# Quoted text:

Pretty sure Verizon won't issue a SIM card to a phone with GSM antennas nor will AT&T for CDMA.  LTE may be universal between them but the networks are still separate.




silentbogo said:


> You don't see many dual-sim phones in NA due to lack of interest (and because comm services are expensive).


Most Americans don't leave the country so they're not exposed to different networks.  Additionally, most American contracts allow international roaming if you pay a little more per month.  On those plans, you can use the phone, for example, in Canada without changing SIM cards at all (provided the phone is GSM).


Why SIMs?  So they know who to bill for time on the network.


----------



## notb (Aug 21, 2018)

FordGT90Concept said:


> Pretty sure Verizon won't issue a SIM card to a phone with GSM antennas nor will AT&T for CDMA.  LTE may be universal between them but the networks are still separate.


How is this enforced? Don't you simply buy a plan and they give you a SIM?
How does the "won't issue a SIM" idea work? They ask you what phone you'll use? 


> Additionally, most American contracts allow international roaming if you pay a little more per month.  On those plans, you can use the phone, for example, in Canada without changing SIM cards at all (provided the phone is GSM).

# Directions:
a – Answer these questions from the forum thread on SIM cards.
(i) What two reasons are given for dual-SIM phones being uncommon in North America?
(ii) On plans that allow international roaming, what must be true of the phone for it to work in Canada without changing SIM cards?
(iii) What reason is given for carriers using SIMs?
b – Carry the forum thread on SIM cards further by writing what comes after its final quoted passage.
The entries after this point come from a separate source.

# Record extracts:
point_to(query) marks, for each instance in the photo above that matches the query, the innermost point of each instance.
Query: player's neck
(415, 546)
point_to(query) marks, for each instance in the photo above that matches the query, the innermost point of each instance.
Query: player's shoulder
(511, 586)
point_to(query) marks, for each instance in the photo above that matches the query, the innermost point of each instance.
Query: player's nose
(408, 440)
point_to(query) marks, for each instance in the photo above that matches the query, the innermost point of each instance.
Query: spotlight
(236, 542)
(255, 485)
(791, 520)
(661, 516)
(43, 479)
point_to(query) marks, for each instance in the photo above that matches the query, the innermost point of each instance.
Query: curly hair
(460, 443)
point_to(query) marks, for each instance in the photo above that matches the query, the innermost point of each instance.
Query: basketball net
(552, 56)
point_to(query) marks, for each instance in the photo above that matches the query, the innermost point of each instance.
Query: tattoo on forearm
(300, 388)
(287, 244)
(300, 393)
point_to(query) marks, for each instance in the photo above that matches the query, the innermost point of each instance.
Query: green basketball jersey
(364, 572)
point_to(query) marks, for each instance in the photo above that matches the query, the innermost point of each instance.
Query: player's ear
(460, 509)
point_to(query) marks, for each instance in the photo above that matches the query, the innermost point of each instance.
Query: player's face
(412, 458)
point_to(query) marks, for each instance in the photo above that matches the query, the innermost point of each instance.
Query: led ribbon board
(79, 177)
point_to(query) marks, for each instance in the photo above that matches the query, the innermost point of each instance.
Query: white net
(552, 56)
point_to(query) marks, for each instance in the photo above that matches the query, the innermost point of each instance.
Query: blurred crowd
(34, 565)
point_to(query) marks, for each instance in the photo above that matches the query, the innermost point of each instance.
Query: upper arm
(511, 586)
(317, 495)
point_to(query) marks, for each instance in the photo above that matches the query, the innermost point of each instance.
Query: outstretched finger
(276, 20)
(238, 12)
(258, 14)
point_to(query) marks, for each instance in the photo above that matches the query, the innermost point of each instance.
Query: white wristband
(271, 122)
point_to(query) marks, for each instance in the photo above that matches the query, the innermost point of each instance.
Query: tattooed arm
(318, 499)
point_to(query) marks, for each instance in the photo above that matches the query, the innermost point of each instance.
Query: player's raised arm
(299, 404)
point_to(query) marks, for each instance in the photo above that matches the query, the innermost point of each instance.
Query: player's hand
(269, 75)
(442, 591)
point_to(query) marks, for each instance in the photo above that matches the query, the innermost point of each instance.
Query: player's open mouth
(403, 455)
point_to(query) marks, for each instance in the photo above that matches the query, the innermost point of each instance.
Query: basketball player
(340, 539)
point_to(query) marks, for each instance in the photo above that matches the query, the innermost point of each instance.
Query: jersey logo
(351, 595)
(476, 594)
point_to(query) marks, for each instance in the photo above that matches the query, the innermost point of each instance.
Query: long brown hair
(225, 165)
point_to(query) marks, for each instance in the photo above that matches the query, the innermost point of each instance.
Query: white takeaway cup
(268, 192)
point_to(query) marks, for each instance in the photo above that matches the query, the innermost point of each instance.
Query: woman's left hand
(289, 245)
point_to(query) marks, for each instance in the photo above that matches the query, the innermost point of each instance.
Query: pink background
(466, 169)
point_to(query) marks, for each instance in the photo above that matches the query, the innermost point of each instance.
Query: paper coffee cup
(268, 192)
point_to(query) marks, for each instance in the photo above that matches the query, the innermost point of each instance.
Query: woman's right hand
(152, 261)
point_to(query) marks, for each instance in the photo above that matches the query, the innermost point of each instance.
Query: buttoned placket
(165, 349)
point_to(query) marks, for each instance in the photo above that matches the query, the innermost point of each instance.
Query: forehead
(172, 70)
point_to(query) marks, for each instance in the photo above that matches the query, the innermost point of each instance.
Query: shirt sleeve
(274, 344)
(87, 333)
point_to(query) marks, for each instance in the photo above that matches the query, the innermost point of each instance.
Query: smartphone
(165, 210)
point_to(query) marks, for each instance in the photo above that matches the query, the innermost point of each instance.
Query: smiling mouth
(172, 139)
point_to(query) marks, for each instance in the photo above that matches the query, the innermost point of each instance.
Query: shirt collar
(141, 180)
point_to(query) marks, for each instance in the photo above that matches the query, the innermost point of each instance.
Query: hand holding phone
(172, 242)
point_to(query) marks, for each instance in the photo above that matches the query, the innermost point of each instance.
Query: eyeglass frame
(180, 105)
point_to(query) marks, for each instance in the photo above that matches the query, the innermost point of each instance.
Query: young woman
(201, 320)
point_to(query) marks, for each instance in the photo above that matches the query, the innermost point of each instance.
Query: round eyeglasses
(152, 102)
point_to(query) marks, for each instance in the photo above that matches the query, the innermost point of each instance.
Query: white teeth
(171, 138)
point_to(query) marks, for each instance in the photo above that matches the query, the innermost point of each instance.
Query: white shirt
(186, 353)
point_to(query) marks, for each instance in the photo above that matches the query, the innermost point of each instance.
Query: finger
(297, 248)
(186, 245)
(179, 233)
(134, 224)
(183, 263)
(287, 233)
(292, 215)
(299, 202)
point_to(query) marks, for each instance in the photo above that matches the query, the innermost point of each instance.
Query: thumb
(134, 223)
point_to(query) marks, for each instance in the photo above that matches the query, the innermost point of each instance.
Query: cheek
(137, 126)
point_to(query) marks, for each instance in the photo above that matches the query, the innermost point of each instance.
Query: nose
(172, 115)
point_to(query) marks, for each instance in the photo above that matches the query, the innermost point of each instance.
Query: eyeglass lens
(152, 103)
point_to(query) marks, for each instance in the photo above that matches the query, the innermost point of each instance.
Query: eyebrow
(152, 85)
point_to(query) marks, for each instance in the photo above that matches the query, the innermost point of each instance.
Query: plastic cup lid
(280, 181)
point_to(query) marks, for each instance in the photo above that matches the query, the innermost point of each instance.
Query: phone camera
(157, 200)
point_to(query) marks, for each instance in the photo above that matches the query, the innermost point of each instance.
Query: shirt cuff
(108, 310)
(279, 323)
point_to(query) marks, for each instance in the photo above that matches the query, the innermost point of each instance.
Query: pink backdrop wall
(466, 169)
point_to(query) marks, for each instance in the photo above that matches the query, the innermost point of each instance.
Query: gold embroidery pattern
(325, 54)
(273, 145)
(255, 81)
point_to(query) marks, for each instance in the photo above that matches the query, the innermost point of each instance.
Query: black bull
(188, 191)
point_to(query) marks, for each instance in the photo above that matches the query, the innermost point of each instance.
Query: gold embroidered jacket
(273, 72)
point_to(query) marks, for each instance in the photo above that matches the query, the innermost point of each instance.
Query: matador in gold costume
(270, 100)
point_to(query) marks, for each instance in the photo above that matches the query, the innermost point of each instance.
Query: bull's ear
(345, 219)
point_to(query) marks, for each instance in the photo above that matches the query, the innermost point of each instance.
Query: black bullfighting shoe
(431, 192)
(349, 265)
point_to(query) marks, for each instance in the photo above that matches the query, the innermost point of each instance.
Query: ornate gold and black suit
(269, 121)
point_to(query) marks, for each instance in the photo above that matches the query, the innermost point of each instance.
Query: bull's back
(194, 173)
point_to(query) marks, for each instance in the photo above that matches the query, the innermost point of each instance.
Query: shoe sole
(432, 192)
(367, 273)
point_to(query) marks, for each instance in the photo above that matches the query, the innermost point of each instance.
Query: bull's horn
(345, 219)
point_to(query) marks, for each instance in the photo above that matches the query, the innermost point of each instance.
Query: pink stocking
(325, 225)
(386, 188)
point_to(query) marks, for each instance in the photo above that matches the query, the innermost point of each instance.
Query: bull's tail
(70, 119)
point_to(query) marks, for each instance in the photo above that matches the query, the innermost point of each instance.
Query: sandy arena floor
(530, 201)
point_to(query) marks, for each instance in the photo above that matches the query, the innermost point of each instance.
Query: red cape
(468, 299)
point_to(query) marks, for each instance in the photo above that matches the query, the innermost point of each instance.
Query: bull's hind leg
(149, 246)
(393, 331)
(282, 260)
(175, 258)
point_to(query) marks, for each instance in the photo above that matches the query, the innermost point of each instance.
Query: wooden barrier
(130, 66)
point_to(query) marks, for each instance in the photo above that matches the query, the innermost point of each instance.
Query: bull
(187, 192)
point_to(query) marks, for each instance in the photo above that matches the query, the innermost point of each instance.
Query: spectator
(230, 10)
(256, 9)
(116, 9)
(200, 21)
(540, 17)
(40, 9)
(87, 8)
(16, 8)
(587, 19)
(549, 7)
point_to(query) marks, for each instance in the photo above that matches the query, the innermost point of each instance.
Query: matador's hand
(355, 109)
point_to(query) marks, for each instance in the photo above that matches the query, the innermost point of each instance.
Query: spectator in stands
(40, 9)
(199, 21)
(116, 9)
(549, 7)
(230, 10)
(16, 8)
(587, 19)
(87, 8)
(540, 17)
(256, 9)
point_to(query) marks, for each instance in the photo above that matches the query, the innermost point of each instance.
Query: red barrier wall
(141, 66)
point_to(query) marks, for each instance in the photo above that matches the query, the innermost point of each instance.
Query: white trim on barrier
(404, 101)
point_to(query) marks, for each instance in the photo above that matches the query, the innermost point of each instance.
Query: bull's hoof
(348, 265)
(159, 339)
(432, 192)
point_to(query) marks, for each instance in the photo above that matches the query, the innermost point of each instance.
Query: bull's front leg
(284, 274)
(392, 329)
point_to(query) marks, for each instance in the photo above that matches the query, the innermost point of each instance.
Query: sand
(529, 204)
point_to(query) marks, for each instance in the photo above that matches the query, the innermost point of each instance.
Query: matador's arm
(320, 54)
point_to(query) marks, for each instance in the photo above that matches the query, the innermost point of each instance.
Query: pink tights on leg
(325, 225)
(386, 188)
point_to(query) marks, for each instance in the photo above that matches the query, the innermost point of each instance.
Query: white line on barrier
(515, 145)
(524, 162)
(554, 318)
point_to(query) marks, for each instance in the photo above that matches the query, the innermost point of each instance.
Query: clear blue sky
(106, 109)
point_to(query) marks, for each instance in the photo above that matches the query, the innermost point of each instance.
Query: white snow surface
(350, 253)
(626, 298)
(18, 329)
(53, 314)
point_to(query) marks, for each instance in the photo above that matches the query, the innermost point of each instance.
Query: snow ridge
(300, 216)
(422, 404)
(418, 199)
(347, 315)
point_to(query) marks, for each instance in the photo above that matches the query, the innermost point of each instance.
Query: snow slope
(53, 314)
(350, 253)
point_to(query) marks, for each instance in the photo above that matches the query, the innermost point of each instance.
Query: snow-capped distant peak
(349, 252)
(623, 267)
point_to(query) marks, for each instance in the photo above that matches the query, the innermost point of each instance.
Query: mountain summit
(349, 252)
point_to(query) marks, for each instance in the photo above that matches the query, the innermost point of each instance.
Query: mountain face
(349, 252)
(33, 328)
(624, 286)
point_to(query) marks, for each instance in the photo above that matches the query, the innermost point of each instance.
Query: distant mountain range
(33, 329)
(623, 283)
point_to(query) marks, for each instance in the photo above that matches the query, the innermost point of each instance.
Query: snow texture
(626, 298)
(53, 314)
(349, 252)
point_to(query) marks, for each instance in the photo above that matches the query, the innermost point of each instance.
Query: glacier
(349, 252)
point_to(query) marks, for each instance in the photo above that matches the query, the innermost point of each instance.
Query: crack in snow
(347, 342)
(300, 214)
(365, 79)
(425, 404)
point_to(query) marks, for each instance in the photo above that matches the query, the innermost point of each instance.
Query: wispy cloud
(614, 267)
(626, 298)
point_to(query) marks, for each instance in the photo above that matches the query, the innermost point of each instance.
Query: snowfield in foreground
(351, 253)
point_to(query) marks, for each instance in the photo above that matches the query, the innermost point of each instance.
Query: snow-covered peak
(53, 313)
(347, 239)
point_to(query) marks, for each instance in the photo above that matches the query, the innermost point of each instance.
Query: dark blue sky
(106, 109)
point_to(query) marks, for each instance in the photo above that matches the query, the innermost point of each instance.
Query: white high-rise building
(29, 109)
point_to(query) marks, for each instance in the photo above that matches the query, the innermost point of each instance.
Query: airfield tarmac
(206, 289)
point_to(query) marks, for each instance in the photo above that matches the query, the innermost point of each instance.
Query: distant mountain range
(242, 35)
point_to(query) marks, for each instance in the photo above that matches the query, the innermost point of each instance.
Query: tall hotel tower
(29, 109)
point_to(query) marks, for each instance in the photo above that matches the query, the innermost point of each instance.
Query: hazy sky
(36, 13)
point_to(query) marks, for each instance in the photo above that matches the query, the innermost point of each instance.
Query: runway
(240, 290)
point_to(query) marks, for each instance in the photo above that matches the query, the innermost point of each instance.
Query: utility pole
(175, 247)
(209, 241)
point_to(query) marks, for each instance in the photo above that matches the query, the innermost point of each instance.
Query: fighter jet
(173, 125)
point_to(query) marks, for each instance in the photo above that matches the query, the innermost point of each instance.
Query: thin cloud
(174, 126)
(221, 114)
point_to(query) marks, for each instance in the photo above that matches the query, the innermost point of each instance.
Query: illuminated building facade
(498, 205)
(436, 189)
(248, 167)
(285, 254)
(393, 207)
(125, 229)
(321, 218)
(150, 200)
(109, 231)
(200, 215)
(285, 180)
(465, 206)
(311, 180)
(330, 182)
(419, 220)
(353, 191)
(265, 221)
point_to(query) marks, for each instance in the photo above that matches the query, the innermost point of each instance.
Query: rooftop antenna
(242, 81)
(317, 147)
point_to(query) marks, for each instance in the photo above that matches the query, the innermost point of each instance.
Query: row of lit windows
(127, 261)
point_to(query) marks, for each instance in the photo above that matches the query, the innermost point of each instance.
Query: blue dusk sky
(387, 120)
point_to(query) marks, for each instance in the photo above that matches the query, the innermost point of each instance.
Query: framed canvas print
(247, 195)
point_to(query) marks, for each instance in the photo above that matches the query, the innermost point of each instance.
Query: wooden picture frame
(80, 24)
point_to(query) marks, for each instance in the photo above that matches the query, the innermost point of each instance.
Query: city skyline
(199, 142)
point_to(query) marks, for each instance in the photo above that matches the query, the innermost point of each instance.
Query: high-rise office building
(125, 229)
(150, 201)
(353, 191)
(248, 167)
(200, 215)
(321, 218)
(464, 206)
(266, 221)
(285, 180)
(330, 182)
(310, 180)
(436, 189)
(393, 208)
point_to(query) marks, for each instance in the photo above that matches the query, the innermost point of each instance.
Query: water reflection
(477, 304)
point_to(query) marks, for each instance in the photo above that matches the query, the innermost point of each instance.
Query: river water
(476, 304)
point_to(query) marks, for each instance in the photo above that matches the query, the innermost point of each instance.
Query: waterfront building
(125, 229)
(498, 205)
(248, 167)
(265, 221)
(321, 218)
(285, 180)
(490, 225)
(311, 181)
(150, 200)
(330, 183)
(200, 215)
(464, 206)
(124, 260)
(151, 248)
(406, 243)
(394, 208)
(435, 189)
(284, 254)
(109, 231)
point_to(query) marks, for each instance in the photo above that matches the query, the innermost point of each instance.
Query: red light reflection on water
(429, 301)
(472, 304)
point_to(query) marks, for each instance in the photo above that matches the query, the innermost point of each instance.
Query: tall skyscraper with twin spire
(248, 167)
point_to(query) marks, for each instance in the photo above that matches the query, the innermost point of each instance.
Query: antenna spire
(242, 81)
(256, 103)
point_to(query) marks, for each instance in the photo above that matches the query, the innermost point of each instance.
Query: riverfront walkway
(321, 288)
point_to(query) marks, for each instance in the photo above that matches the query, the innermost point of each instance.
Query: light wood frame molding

# Responses to the tasks:
a –
(i) There is a lack of interest, and communication services are expensive.
(ii) The phone must be GSM.
(iii) SIMs let carriers know whom to bill for time on the network.

b –
I don't think I can imagine such everyday discomforts any more. Isn't roaming a standard since 90s?


----------



## silentbogo (Aug 21, 2018)

FordGT90Concept said:


> Pretty sure Verizon won't issue a SIM card to a phone with GSM antennas nor will AT&T for CDMA. LTE may be universal between them but the networks are still separate.


That's a carrier restriction enforced by the company itself, and it exists everywhere.  Not a regional restriction.
In regards to GSM fallback, that's true but it slowly works its way up to full coverage. At least in Ukraine most major players have almost finished upgrading old Nokia cell towers to new Huawei equipment.
It's already installed, but only partially deployed 'cause benchmarking, QA, and analysis isn't complete yet (my new employer takes care of that part)



FordGT90Concept said:


> TE only works in places with 4G LTE. 3G and 2G, the phones fall back on their CDMA/GSM backbones (which is pretty much everywhere that isn't a city).


And isn't it the same in US? Getting great coverage in Colorado Rockies, or Florida farmtowns? Any 4G in Nebraska?
I'm not talking about those pretty maps on Verizon and AT&T websites, I'm talking actual connectivity and benchmarked speeds.


----------



## FordGT90Concept (Aug 21, 2018)

notb said:


> How is this enforced? Don't you simply buy a plan and they give you a SIM?
> How does the "won't issue a SIM" idea work? They ask you what phone you'll use?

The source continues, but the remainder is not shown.